→ **YOUR GOAL**: Report every line in the listing below where the string "Could" shows up.

**********

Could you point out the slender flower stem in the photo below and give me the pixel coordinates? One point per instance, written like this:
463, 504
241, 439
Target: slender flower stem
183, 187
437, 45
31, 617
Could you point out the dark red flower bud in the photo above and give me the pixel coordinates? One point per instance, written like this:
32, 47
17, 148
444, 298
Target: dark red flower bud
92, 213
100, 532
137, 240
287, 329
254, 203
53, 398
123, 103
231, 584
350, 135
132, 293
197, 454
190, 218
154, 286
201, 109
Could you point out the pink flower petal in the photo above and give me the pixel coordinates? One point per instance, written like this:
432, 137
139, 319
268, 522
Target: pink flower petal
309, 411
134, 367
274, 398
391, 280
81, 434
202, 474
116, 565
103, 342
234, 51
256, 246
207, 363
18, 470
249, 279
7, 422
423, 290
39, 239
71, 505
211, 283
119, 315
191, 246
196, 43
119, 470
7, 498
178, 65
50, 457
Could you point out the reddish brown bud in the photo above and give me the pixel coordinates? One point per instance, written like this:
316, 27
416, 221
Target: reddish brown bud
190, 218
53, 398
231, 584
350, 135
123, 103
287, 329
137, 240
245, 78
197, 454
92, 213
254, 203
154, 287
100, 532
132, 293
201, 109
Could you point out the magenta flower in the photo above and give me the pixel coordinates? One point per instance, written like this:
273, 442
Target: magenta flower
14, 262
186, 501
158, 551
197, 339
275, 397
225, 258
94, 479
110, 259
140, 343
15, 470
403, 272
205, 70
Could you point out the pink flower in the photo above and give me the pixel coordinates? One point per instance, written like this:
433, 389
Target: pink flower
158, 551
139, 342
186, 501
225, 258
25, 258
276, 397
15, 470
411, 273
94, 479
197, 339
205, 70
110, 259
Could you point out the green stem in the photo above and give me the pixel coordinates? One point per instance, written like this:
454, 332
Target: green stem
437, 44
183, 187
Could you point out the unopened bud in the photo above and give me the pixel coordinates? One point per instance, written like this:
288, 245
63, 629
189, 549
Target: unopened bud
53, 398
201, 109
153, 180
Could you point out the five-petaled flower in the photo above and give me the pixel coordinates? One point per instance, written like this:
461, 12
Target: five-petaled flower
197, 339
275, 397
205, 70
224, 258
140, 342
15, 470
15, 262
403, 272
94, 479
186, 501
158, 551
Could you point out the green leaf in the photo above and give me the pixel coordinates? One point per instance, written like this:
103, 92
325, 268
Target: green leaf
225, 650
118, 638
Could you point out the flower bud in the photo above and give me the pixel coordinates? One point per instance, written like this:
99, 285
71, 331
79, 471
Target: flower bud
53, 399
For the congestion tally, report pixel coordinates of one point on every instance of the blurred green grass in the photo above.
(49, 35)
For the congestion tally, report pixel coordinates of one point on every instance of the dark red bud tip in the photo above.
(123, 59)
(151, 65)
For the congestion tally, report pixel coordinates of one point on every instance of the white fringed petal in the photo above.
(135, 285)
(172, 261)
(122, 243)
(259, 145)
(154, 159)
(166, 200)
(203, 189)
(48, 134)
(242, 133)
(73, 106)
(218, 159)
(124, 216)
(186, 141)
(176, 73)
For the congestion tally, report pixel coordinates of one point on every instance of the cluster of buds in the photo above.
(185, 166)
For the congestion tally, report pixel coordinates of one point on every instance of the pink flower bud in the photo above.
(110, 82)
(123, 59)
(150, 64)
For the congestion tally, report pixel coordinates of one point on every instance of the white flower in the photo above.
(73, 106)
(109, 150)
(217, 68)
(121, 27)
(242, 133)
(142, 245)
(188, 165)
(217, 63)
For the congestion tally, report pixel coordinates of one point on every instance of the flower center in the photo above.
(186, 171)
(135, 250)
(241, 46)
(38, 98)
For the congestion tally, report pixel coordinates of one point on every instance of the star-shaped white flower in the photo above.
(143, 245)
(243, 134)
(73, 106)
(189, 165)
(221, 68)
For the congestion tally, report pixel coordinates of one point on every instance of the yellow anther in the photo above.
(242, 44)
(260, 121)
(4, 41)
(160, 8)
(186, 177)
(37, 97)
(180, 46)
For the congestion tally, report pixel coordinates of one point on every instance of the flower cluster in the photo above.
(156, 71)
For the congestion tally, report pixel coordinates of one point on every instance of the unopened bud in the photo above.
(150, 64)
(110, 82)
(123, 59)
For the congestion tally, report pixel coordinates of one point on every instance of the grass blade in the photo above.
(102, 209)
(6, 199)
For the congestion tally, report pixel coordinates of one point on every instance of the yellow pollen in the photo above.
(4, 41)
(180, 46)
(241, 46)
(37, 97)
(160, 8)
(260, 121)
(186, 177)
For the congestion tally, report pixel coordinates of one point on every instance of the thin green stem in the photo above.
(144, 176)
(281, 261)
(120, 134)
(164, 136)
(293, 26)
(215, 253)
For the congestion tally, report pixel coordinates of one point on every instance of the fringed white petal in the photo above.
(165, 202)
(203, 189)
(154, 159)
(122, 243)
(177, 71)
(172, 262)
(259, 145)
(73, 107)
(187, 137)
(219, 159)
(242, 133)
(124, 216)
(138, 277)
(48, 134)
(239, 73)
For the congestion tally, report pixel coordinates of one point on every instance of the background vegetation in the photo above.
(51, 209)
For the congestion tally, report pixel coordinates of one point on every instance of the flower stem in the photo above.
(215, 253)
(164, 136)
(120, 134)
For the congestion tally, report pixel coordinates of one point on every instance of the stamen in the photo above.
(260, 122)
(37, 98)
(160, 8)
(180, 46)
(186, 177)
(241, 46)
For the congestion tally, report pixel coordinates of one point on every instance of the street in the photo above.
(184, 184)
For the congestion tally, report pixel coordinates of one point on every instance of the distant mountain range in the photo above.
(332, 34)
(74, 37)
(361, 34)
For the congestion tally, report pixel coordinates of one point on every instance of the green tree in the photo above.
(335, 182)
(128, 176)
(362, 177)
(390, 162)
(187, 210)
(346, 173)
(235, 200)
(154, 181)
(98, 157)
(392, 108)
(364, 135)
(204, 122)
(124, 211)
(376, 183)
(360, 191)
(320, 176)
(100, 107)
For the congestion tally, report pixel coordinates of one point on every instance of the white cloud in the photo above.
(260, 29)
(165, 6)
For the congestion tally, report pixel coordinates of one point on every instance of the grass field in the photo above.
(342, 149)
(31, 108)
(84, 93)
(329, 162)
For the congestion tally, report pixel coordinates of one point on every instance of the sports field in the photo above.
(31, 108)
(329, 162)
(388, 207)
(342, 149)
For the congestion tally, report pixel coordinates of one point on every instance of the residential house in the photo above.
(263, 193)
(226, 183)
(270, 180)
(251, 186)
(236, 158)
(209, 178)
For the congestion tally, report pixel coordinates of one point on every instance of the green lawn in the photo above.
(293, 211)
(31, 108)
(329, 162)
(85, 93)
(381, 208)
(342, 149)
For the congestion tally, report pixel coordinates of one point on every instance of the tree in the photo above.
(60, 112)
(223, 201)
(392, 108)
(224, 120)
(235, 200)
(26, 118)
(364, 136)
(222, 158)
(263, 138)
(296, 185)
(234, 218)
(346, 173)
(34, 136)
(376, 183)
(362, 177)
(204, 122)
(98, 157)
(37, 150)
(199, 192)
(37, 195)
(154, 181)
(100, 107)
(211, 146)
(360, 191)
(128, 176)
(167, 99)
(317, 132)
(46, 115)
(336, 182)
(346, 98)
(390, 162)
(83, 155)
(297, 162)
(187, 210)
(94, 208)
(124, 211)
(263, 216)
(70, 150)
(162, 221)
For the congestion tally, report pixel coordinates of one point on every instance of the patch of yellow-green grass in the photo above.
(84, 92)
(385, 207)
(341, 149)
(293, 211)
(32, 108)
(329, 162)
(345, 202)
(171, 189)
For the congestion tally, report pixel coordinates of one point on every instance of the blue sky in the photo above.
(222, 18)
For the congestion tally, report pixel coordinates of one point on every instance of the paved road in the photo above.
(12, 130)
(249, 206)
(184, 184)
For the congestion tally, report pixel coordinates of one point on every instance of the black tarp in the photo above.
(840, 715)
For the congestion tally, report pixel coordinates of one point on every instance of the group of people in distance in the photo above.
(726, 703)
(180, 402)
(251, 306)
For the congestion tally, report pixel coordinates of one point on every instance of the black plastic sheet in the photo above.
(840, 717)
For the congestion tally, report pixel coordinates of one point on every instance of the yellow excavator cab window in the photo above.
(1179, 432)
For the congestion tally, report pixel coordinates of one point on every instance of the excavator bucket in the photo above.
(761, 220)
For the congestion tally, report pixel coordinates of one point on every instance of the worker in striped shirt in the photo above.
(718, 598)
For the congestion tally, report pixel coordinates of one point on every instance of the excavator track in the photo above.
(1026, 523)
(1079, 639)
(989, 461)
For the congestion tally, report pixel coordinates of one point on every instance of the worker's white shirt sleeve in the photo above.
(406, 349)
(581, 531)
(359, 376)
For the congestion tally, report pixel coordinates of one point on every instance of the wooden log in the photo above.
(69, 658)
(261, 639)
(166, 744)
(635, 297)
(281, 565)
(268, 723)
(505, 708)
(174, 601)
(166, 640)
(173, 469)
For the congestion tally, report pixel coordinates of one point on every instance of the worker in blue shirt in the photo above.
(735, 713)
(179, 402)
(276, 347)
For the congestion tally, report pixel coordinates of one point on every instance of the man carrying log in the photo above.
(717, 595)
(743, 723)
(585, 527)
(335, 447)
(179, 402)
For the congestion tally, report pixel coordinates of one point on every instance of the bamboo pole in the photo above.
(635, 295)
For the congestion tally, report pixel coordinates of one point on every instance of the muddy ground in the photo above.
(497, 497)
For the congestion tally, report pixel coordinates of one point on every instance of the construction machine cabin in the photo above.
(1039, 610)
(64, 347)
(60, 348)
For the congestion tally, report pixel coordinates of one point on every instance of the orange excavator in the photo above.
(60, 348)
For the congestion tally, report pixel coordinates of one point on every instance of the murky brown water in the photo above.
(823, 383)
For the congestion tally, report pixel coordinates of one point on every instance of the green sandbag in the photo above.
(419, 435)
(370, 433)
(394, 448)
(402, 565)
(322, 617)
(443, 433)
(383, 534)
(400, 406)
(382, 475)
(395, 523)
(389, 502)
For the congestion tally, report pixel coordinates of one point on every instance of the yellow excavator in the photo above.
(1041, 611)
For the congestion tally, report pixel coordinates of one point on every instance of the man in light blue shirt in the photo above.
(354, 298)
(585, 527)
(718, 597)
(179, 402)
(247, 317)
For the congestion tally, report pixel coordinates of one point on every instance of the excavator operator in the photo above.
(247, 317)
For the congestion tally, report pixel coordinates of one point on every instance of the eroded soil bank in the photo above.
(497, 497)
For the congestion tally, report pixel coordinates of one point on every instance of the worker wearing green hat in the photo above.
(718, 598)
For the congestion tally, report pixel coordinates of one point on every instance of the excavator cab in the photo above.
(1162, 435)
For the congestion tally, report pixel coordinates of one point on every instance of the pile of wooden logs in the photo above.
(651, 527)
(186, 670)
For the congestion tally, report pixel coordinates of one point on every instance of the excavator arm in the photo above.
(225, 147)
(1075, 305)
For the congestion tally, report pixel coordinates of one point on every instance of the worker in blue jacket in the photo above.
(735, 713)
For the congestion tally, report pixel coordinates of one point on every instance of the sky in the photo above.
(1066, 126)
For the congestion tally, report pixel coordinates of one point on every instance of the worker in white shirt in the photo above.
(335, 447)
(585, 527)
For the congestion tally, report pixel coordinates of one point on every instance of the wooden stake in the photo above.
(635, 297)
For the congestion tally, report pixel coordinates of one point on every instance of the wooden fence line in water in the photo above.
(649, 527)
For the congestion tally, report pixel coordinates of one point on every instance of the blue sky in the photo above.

**********

→ **EXERCISE RESULT**:
Could you point out the slender flower stem in the photo below and give me the pixel coordinates? One point per instance, written like this:
Could you point out the dark red flower bud in the photo above and give me the pixel coordinates? One point per instance, written like this:
Could you point out the pink flower petal in the photo above and give me the pixel coordinates? One point per instance, written like this:
Could you point out the reddish brown bud in the photo above and give me the pixel coordinates? One point per instance, written like this:
Could you point out the magenta flower in the photo above and give me the pixel coordinates? One point per instance, written like this:
Could you point out the pink flower in the photo above and give me the pixel coordinates? One point per instance, written like this:
Could you point out the green stem in the photo above and give me the pixel coordinates? One point per instance, written like this:
Could you point out the unopened bud in the photo above and give me the pixel coordinates? One point per instance, written like this:
Could you point out the five-petaled flower in the photo above and give me the pixel coordinates? One point per instance, written like this:
Could you point out the green leaf in the photo above and give me the pixel coordinates? One point per instance, written like this:
Could you point out the flower bud in the photo above and give me the pixel coordinates? One point per instance, written like this:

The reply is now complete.